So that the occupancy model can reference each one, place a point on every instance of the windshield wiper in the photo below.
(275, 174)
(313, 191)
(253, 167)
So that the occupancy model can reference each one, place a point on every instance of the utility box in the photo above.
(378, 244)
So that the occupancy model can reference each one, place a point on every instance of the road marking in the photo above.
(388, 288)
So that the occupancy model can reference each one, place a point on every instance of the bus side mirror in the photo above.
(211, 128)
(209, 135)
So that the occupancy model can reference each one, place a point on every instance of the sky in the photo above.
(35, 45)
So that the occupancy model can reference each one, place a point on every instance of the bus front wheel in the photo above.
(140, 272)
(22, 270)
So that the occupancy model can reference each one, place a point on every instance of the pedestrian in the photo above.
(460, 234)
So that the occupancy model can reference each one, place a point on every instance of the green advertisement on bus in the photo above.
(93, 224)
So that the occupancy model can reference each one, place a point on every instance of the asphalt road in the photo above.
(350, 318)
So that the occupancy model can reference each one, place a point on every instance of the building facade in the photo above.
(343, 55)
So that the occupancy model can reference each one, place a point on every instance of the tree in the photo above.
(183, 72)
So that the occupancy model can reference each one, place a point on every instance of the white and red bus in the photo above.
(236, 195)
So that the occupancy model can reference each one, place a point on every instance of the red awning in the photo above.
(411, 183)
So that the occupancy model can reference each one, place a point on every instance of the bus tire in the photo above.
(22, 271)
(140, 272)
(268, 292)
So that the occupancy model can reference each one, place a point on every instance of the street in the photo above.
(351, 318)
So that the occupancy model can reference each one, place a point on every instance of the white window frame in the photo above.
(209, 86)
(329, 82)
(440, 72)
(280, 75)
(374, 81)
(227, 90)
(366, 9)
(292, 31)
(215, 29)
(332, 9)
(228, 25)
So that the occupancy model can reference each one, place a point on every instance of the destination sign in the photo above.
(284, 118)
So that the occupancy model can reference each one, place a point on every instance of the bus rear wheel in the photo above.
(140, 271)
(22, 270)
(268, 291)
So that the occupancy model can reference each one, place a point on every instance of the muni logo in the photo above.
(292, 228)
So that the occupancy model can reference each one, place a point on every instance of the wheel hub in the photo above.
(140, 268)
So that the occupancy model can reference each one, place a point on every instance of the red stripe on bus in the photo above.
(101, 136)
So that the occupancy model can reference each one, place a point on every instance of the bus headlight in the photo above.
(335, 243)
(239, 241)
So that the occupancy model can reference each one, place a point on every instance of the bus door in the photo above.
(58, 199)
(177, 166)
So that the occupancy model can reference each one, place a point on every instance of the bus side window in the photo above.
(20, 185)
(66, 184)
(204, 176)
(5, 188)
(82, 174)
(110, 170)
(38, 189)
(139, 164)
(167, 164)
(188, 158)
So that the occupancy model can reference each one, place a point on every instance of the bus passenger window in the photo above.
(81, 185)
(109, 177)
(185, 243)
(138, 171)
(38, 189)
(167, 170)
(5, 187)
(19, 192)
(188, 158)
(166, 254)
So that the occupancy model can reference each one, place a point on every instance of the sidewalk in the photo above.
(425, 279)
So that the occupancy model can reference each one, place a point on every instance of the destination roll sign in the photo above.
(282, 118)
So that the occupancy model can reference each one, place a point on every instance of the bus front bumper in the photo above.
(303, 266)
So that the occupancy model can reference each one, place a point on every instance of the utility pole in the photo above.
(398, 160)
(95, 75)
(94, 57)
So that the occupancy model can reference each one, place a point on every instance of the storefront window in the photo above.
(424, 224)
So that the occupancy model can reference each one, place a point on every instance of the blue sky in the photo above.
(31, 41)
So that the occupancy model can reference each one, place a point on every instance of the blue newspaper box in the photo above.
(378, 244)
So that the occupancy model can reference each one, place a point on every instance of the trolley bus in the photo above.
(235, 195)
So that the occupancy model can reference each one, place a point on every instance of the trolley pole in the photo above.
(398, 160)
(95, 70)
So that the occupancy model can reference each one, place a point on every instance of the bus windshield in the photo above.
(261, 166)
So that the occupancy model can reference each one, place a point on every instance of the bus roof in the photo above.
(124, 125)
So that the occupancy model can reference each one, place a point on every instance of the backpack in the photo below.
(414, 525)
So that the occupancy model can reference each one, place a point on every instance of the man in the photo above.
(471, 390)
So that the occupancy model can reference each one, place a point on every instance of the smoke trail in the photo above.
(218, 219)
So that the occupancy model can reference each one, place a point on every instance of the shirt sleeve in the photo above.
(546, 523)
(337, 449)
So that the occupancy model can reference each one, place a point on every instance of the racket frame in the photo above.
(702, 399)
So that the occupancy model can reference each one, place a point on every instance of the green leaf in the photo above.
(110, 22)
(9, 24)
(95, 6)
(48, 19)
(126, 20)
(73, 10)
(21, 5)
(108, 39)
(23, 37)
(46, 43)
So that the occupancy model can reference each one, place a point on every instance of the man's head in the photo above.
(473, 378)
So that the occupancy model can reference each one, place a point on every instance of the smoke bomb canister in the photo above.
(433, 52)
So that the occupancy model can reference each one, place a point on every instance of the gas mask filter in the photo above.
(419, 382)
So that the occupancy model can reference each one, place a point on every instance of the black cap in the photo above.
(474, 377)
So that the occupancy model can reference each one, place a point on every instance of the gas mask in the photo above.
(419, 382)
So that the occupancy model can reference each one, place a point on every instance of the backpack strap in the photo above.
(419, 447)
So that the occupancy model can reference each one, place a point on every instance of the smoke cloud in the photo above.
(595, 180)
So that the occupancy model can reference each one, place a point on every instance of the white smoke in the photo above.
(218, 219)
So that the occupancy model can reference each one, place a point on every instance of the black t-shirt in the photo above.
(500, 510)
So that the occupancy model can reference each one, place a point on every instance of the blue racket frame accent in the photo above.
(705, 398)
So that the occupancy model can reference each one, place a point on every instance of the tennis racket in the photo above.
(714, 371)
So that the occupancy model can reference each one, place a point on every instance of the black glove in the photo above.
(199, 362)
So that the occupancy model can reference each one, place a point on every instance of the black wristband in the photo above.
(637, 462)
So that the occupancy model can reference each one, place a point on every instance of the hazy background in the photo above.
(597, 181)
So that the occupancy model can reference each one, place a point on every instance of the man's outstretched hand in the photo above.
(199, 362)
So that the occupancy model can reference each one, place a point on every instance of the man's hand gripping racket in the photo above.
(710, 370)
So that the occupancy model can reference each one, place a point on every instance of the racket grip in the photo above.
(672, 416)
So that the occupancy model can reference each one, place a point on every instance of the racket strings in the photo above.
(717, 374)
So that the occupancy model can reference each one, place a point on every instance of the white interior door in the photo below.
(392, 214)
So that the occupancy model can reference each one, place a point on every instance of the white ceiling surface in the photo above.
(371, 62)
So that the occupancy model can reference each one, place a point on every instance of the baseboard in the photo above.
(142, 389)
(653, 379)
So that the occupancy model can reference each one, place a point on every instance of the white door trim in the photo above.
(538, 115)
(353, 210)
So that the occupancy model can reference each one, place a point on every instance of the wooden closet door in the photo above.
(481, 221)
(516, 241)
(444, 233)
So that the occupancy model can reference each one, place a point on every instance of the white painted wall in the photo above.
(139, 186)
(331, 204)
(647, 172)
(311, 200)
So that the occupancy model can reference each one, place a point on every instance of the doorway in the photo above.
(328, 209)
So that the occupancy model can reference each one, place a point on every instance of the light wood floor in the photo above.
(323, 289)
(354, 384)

==========

Problem statement:
Without any change, write the listing out again.

Response for this exercise:
So that the occupancy model can reference each one, place a point on every instance of the windshield wiper in the photo below.
(275, 174)
(313, 191)
(253, 167)
So that the occupancy model can reference each one, place a point on every instance of the utility box in the photo above.
(378, 244)
So that the occupancy model can reference each one, place a point on every instance of the road marking in the photo above.
(388, 288)
So that the occupancy model can reference each one, place a point on every instance of the bus side mirror in the photo above.
(211, 128)
(209, 135)
So that the occupancy model can reference each one, place a point on every instance of the sky in the photo above.
(35, 45)
So that the occupancy model can reference each one, place a point on every instance of the bus front wheel in the photo above.
(140, 272)
(22, 270)
So that the occupancy model can reference each one, place a point on every instance of the pedestrian in the photo above.
(460, 234)
So that the occupancy model can reference each one, place a point on every instance of the green advertisement on bus in the photo above.
(93, 224)
So that the occupancy model can reference each one, place a point on every instance of the asphalt road in the photo above.
(350, 318)
So that the occupancy model can reference each one, place a point on every instance of the building facade in the photo above.
(343, 55)
So that the occupancy model can reference each one, place a point on every instance of the tree in the photo above.
(183, 72)
So that the occupancy model can reference each one, place a point on every instance of the white and red bus in the photo above.
(236, 195)
So that the occupancy model can reference each one, place a point on every instance of the red awning in the photo above.
(411, 183)
So that the occupancy model can reference each one, place a point on every instance of the bus tire in the photo above.
(22, 271)
(140, 272)
(268, 292)
So that the occupancy model can reference each one, place a point on every instance of the street in the photo above.
(351, 318)
So that the occupancy model can reference each one, place a point on every instance of the white window frame in the photo above.
(209, 86)
(329, 82)
(440, 72)
(280, 75)
(374, 81)
(227, 90)
(366, 9)
(292, 31)
(215, 29)
(332, 9)
(228, 25)
So that the occupancy model can reference each one, place a point on every instance of the destination sign in the photo above.
(284, 118)
So that the occupancy model can reference each one, place a point on every instance of the bus rear wheel in the photo above.
(140, 271)
(22, 270)
(268, 291)
So that the occupancy model can reference each one, place a point on every instance of the muni logo in the photo above.
(292, 228)
So that the occupancy model can reference each one, place a point on every instance of the wheel hub in the photo above.
(140, 268)
So that the occupancy model can reference each one, place a point on every instance of the red stripe on bus in the photo above.
(101, 136)
So that the occupancy model can reference each one, place a point on every instance of the bus headlight in the photo above.
(335, 243)
(239, 241)
So that the occupancy model can reference each one, place a point on every instance of the bus door in the photo above.
(58, 199)
(177, 166)
So that the occupancy model can reference each one, place a point on every instance of the bus side window in the photo above.
(20, 185)
(66, 184)
(204, 176)
(5, 188)
(82, 174)
(110, 170)
(38, 189)
(139, 164)
(167, 164)
(188, 158)
So that the occupancy model can reference each one, place a point on every instance of the bus passenger window in the photo above.
(81, 185)
(109, 177)
(185, 243)
(138, 171)
(38, 189)
(167, 170)
(5, 187)
(19, 192)
(188, 158)
(166, 254)
So that the occupancy model can reference each one, place a point on every instance of the sidewalk in the photo above.
(425, 279)
So that the occupancy model can reference each one, place a point on every instance of the destination roll sign in the photo above.
(282, 118)
So that the occupancy model can reference each one, place a point on every instance of the bus front bumper in the photo above.
(303, 266)
So that the occupancy model can reference each one, place a point on every instance of the utility pole in the photo above.
(398, 160)
(95, 75)
(94, 57)
So that the occupancy model can reference each one, place a point on every instance of the storefront window in the photo above.
(424, 224)
So that the occupancy model can reference each one, place a point on every instance of the blue sky in the photo above.
(31, 41)
So that the occupancy model can reference each one, place a point on every instance of the blue newspaper box in the photo above.
(378, 244)
So that the occupancy model can reference each one, place a point on every instance of the trolley bus in the photo above.
(235, 195)
So that the occupancy model can reference each one, place a point on every instance of the trolley pole in the photo above.
(398, 160)
(95, 70)
So that the occupancy model can reference each one, place a point on every instance of the bus windshield in the photo above.
(261, 166)
So that the occupancy model can reference each one, place a point on every instance of the bus roof in the photo above.
(124, 125)
So that the occupancy model can reference each one, place a point on every instance of the backpack in the photo below.
(414, 525)
So that the occupancy model can reference each one, place a point on every instance of the man in the photo above.
(471, 390)
So that the occupancy model can reference each one, place a point on every instance of the smoke trail in the photo above.
(218, 219)
So that the occupancy model can reference each one, place a point on every instance of the shirt sleeve in the photo above.
(546, 523)
(337, 449)
So that the occupancy model can reference each one, place a point on every instance of the racket frame in the photo above.
(702, 399)
So that the occupancy model can reference each one, place a point on every instance of the green leaf in the photo above.
(110, 22)
(9, 24)
(95, 6)
(48, 19)
(126, 20)
(73, 10)
(21, 5)
(108, 39)
(23, 37)
(46, 43)
So that the occupancy model can reference each one, place a point on every instance of the man's head in the photo above.
(473, 378)
So that the occupancy model can reference each one, place a point on every instance of the smoke bomb canister in the photo above.
(433, 52)
So that the occupancy model can reference each one, place a point on every instance of the gas mask filter in the photo above.
(419, 382)
So that the occupancy model can reference each one, place a point on every instance of the black cap in the photo above.
(474, 377)
So that the occupancy model can reference each one, place a point on every instance of the gas mask in the photo above.
(419, 382)
So that the occupancy model can reference each one, place a point on every instance of the backpack strap in the photo above.
(419, 447)
So that the occupancy model can reference each one, place a point on every instance of the smoke cloud in the photo above.
(595, 180)
So that the occupancy model can reference each one, place a point on every instance of the white smoke in the photo above.
(218, 219)
So that the occupancy model can reference each one, place a point on every instance of the black t-shirt in the photo above.
(500, 510)
So that the occupancy model can reference each one, place a point on every instance of the blue racket frame accent in the photo above.
(705, 398)
So that the occupancy model can reference each one, place a point on every instance of the tennis racket in the photo above.
(714, 371)
So that the occupancy model can reference each one, place a point on every instance of the black glove in the photo above.
(199, 362)
So that the occupancy model can reference each one, place a point on every instance of the black wristband in the photo above.
(637, 462)
So that the occupancy model can reference each one, place a point on every instance of the hazy background in the photo above.
(597, 181)
So that the occupancy model can reference each one, place a point on every instance of the man's outstretched hand in the photo above.
(199, 362)
So that the occupancy model can reference each one, place a point on every instance of the man's hand gripping racket in the photo above.
(710, 370)
So that the occupancy model can reference each one, place a point on every instance of the racket grip in the photo above.
(672, 416)
So that the occupancy model can reference each one, place a point on every instance of the racket strings in the photo above.
(717, 374)
So that the occupancy model can reference each one, place a point on every instance of the white interior door in the photo below.
(392, 214)
So that the occupancy model can reference each one, place a point on every instance of the white ceiling surface in the photo above.
(371, 62)
So that the occupancy model can reference each one, place a point on every instance of the baseboard in the photo above.
(142, 389)
(653, 379)
So that the occupancy model can reference each one, place a point on every instance of the white door trim in the photo above.
(538, 115)
(353, 210)
So that the occupancy model can reference each one, place a point on every instance of the wooden closet door in the photo above.
(481, 221)
(516, 241)
(444, 233)
So that the occupancy model can reference each one, place a point on every instance of the white painted wall in the photo above.
(139, 186)
(331, 204)
(647, 172)
(311, 200)
So that the occupancy model can reference each one, place a point on every instance of the doorway in the photo above.
(328, 209)
So that the occupancy model can reference each one, place a point on every instance of the light wood floor in the photo above.
(323, 289)
(354, 384)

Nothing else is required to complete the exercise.